● **Stated problem**
Each entry must appear again exactly as it does in the source.

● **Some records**
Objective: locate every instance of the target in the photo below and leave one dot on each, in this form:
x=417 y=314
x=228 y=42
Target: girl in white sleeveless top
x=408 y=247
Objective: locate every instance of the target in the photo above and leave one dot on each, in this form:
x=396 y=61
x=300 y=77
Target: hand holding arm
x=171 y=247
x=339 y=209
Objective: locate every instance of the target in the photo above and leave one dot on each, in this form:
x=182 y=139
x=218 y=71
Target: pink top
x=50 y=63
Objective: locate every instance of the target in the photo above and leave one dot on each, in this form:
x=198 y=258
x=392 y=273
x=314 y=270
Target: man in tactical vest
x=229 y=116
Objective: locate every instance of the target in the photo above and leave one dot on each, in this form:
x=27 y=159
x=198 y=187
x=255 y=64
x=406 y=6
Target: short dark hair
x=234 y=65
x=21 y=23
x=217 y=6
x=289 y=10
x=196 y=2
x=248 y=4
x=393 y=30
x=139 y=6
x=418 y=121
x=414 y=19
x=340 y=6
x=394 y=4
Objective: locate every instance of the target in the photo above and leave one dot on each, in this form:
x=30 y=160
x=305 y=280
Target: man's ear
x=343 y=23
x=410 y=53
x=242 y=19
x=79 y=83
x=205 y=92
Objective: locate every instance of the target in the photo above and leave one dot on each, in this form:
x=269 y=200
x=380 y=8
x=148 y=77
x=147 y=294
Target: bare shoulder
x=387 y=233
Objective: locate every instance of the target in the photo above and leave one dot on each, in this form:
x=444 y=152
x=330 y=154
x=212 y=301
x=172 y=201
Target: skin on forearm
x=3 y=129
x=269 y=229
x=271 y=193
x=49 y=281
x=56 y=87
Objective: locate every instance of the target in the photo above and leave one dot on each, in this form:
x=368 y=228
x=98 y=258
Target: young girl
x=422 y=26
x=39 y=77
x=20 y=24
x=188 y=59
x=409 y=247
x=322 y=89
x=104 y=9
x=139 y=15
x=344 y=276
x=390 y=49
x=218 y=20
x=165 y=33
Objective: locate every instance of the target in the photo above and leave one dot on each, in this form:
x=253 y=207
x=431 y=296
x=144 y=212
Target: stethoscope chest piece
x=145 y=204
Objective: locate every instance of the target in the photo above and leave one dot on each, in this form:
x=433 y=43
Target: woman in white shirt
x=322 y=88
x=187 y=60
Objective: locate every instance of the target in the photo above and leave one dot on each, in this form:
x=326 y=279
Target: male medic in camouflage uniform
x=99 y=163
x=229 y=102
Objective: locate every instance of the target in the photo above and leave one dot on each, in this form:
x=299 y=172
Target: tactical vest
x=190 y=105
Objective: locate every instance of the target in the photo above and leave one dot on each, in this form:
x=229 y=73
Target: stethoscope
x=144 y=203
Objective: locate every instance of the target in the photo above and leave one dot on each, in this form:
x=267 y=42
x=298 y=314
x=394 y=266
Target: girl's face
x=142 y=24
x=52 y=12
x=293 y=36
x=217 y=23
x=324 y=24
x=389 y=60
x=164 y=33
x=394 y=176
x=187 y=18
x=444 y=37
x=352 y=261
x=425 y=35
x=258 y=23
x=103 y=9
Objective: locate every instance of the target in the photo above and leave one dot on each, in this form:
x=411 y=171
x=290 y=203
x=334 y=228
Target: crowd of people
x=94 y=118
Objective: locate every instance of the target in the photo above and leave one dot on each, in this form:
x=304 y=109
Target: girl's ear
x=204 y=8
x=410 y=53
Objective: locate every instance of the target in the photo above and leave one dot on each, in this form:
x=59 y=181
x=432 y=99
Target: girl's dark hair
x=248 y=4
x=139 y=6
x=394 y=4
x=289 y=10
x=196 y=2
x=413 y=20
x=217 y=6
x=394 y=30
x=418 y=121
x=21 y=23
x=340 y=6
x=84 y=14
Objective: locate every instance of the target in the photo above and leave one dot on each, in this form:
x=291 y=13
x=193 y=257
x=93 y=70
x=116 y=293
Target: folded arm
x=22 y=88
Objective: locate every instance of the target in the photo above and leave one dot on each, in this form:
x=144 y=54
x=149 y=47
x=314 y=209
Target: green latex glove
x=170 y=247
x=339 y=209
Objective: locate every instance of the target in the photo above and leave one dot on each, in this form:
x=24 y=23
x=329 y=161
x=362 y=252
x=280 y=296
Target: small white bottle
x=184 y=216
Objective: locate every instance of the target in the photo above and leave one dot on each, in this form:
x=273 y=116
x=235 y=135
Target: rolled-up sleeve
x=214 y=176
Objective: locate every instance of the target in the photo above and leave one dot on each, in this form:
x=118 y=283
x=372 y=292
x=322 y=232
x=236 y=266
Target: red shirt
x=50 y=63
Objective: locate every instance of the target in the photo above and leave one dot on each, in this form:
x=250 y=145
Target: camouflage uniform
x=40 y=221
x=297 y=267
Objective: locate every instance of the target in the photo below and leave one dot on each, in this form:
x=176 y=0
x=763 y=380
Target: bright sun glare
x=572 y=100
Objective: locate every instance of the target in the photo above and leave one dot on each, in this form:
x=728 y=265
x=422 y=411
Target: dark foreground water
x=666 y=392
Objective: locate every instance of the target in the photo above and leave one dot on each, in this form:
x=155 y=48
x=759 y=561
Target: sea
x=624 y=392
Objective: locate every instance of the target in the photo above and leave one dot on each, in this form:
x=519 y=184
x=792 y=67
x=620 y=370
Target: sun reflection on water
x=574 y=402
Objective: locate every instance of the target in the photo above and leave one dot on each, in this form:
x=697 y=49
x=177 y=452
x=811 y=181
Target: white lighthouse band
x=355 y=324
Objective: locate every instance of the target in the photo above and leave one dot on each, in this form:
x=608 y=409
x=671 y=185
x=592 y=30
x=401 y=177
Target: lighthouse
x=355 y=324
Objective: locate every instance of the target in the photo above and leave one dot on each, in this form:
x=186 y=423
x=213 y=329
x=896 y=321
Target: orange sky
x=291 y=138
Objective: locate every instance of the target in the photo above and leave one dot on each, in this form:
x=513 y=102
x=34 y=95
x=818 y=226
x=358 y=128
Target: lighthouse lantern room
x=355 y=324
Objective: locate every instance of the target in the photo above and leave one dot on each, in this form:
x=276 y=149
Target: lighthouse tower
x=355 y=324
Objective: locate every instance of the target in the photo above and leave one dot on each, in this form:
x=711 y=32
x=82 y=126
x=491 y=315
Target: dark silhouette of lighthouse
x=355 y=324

● **Solution**
Objective: locate every instance of the target in the photo below and leave one dot on each, in this form:
x=417 y=314
x=228 y=42
Target: girl in white sleeveless top
x=408 y=247
Objective: locate every instance of the target in the photo above and leave one dot on each, in this form:
x=396 y=61
x=300 y=77
Target: hand holding arm
x=171 y=247
x=339 y=209
Objective: locate every instance of the target in the photo above and leave one dot on each, in this form:
x=182 y=139
x=218 y=71
Target: pink top
x=50 y=63
Objective: locate every instance of the target in the photo above and leave one dot on each, in this form:
x=198 y=258
x=392 y=273
x=314 y=270
Target: man in tactical vest
x=229 y=116
Objective: locate every instance of the target in the photo above and leave one dot on each, in this form:
x=27 y=159
x=198 y=187
x=255 y=64
x=406 y=6
Target: short dark hair
x=234 y=65
x=21 y=23
x=217 y=6
x=289 y=10
x=196 y=2
x=248 y=4
x=393 y=30
x=139 y=6
x=418 y=121
x=414 y=19
x=340 y=6
x=394 y=4
Objective: locate every instance of the target in the photo above and leave one dot on each, in this form:
x=30 y=160
x=305 y=280
Target: man's ear
x=343 y=23
x=410 y=53
x=242 y=19
x=79 y=83
x=205 y=92
Objective: locate every instance of the target in the photo above and leave one dot on each, in this form:
x=269 y=200
x=380 y=8
x=148 y=77
x=147 y=294
Target: bare shoulder
x=387 y=233
Objective: locate every instance of the target in the photo above and leave one dot on each, in this form:
x=444 y=152
x=330 y=154
x=212 y=301
x=172 y=201
Target: skin on forearm
x=3 y=129
x=269 y=229
x=271 y=193
x=49 y=281
x=56 y=87
Objective: locate every instance of the target in the photo above and leave one dot on each, in this form:
x=368 y=228
x=98 y=258
Target: young girl
x=422 y=26
x=39 y=77
x=20 y=24
x=188 y=59
x=409 y=247
x=322 y=89
x=104 y=9
x=139 y=15
x=344 y=276
x=390 y=49
x=218 y=20
x=165 y=33
Objective: locate every instance of the target in the photo above and leave one dot on each, in this form:
x=253 y=207
x=431 y=296
x=144 y=212
Target: stethoscope chest piece
x=145 y=204
Objective: locate every instance of the target in the photo above and leave one dot on each, in this form:
x=433 y=43
Target: woman in white shirt
x=322 y=88
x=187 y=60
Objective: locate every instance of the target in the photo above and leave one dot on each, in this form:
x=326 y=279
Target: male medic in camouflage uniform
x=99 y=163
x=229 y=102
Objective: locate every instance of the target in the photo above and leave one dot on each, in this form:
x=299 y=172
Target: tactical vest
x=190 y=105
Objective: locate every instance of the target in the photo above and leave one dot on each, in this form:
x=229 y=73
Target: stethoscope
x=144 y=203
Objective: locate every instance of the target in the photo above and leave one dot on each, in this form:
x=267 y=42
x=298 y=314
x=394 y=266
Target: girl's face
x=142 y=24
x=52 y=12
x=293 y=36
x=217 y=23
x=324 y=24
x=389 y=60
x=164 y=33
x=394 y=176
x=187 y=18
x=444 y=37
x=352 y=261
x=425 y=35
x=258 y=23
x=103 y=9
Objective: locate every instance of the target in the photo above and leave one dot on each, in this form:
x=411 y=171
x=290 y=203
x=334 y=228
Target: crowd of people
x=94 y=118
Objective: locate every instance of the target in the photo above and leave one dot on each, in this form:
x=304 y=109
Target: girl's ear
x=204 y=8
x=410 y=53
Objective: locate every instance of the target in the photo above and leave one dot on each, in this form:
x=59 y=181
x=432 y=99
Target: girl's dark hair
x=248 y=4
x=139 y=6
x=394 y=4
x=289 y=10
x=196 y=2
x=413 y=20
x=217 y=6
x=394 y=30
x=418 y=121
x=21 y=23
x=340 y=6
x=84 y=14
Objective: locate every instance of the target in the photo above and leave one dot on each, in this form:
x=291 y=13
x=193 y=257
x=93 y=70
x=116 y=293
Target: folded arm
x=22 y=88
Objective: locate every instance of the target in the photo above and leave one dot on each, in this form:
x=144 y=54
x=149 y=47
x=314 y=209
Target: green latex glove
x=170 y=247
x=339 y=209
Objective: locate every instance of the target in the photo above and leave one dot on each, in this form:
x=24 y=23
x=329 y=161
x=362 y=252
x=280 y=296
Target: small white bottle
x=184 y=216
Objective: locate every instance of the target in the photo above and leave one dot on each, in this form:
x=273 y=116
x=235 y=135
Target: rolled-up sleeve
x=214 y=176
Objective: locate every instance of the target in the photo above and leave one dot on each, in this form:
x=118 y=283
x=372 y=292
x=322 y=232
x=236 y=266
Target: red shirt
x=50 y=63
Objective: locate every instance of the target in the photo above and leave one dot on each, in this form:
x=250 y=145
Target: camouflage uniform
x=40 y=221
x=297 y=267
Objective: locate every instance of the target in the photo below and leave one dot on each, in this form:
x=176 y=0
x=763 y=380
Target: bright sun glare
x=572 y=100
Objective: locate every instance of the target in the photo above and leave one dot on each, in this form:
x=728 y=265
x=422 y=411
Target: dark foreground water
x=666 y=392
Objective: locate every instance of the target in the photo above and leave one dot on each, in this form:
x=155 y=48
x=759 y=561
Target: sea
x=624 y=392
Objective: locate every instance of the target in the photo above and leave one dot on each, in this form:
x=519 y=184
x=792 y=67
x=620 y=370
Target: sun reflection on water
x=574 y=402
Objective: locate every instance of the target in the photo above and leave one dot on each, in this form:
x=697 y=49
x=177 y=452
x=811 y=181
Target: white lighthouse band
x=355 y=324
Objective: locate every instance of the target in the photo above and leave one dot on each, in this form:
x=608 y=409
x=671 y=185
x=592 y=30
x=401 y=177
Target: lighthouse
x=355 y=324
Objective: locate every instance of the target in the photo above and leave one dot on each, in this form:
x=186 y=423
x=213 y=329
x=896 y=321
Target: orange sky
x=291 y=138
Objective: locate every instance of the target in the photo above and leave one dot on each, in this form:
x=513 y=102
x=34 y=95
x=818 y=226
x=358 y=128
Target: lighthouse lantern room
x=355 y=324
Objective: locate every instance of the target in the photo above and leave one dot on each, in this form:
x=276 y=149
Target: lighthouse tower
x=355 y=324
Objective: locate every instance of the target in the photo above and leave one dot on each, in this form:
x=711 y=32
x=82 y=126
x=491 y=315
Target: dark silhouette of lighthouse
x=355 y=324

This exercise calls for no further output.